**COMPITI DA SVOLGERE**
A. Ritrascrivi il passo dell'articolo su Israele e Iran che parte da "In M.O. Netanyahu" e arriva fino a "due nemici giurati.".
B. Nel paragrafo dell'articolo su Israele e Iran che inizia con "Ma si sa che gli imprevisti", quali sono tutti gli esempi di scontro citati?
C. Secondo l'articolo su Israele e Iran, perché i cervi in amore che combattono a volte trovano la morte?

**ESTRATTO DEL DOCUMENTO**
In M.O. Netanyahu e Khamenei giocano sulla pelle dei palestinesi

Il recente scambio di atti ostili tra Israele e Iran (un nutrito quanto brancolante lancio di droni e qualche missile iraniani contro la “entità sionista”) e un altrettale risposta “dimostrativa” di vettori israeliani verso installazioni militari alla periferia di Isfahan (nel centro dell’Iran), hanno fatto gridare molti “al lupo” per il terrore di una incipiente guerra atomica tra i due nemici giurati.

Diversamente da tali allarmi da parte della gente comune, giustamente preoccupata da ciò che apprende dai media, che ormai ci stanno abituando al cerchiobottismo informativo, sugli stessi gli esperti e i commentatori più disincantati hanno però tranquillizzato quello che si suole definire il grosso pubblico, avvertendo che non è il caso di entrare in panico.

Molti hanno fatto il paragone delle schermaglie tra “ragazzi della Via Pál”, rodomonti in sedicesimo che, come certi giovani animali infoiati dalle scariche ormonali provocate dalle femmine in estro, danno luogo a combattimenti tanto plateali quanto incruenti per vendicare un piccolo affronto. Questi paragoni, che pure non mancano di fondatezza, secondo me sarebbero ancora più centrati se richiamassero alcune pratiche gladiatorie dell’antica Roma, come per esempio le hoplomachiae. Che nella fatidica arena vedevano fronteggiarsi due o più contendenti muniti di armi spuntate o prive del filo, talvolta addirittura spade o tridenti di legno, che al massimo causavano qualche lividura.

Ma si sa che gli imprevisti possono sempre tendere agguati. Nel romanzo di Ferenc Molnár Il giovane eroe, Ernö Nemecsek, muore per una polmonite che ha ragione della sua complessione minuta e cagionevole; nei combattimenti tra cervi in amore, a volte i palchi dei due contendenti si intrecciano talmente che gli animali, appaiati da un odio reciproco e istintuale, trovano la morte per sete e inedia; nelle lotte tra gladiatori, invece, apparentemente non muore nessuno e qualcuno può rimediare una forte contusione o al più una costola rotta. Peccato che tali confronti siano solo il preludio dei combattimenti veri, che spesso terminano con l’uccisione dell’avversario e, in certi casi, di entrambi.

Voci di contorno etichettate:
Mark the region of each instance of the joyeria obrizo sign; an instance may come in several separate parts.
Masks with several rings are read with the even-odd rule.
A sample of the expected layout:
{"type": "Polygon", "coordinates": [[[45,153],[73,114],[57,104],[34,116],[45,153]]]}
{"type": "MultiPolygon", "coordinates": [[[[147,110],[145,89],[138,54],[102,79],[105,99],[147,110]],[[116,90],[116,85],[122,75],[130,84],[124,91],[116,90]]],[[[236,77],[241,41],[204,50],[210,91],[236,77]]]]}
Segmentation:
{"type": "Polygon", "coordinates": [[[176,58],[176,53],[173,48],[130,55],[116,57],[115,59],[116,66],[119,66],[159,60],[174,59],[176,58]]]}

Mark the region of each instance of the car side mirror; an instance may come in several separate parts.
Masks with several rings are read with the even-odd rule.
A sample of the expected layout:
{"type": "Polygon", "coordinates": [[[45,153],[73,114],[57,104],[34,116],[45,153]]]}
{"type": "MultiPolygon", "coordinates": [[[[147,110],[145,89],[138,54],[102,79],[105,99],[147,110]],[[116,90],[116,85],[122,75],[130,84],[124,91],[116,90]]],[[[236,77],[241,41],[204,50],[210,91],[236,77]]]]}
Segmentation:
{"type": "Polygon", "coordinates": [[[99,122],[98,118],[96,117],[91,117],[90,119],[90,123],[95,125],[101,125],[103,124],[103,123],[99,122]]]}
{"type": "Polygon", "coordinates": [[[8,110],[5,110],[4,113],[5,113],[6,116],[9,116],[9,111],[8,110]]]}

**SOLUZIONI DELL'ESERCIZIO**
A.
In M.O. Netanyahu e Khamenei giocano sulla pelle dei palestinesi

Il recente scambio di atti ostili tra Israele e Iran (un nutrito quanto brancolante lancio di droni e qualche missile iraniani contro la “entità sionista”) e un altrettale risposta “dimostrativa” di vettori israeliani verso installazioni militari alla periferia di Isfahan (nel centro dell’Iran), hanno fatto gridare molti “al lupo” per il terrore di una incipiente guerra atomica tra i due nemici giurati.

B.
- Il romanzo di Ferenc Molnár Il giovane eroe, in cui Ernö Nemecsek muore di polmonite
- I combattimenti tra cervi in amore
- Le lotte tra gladiatori

C. A volte i palchi dei due contendenti si intrecciano talmente che gli animali restano appaiati. Così muoiono per sete e inedia.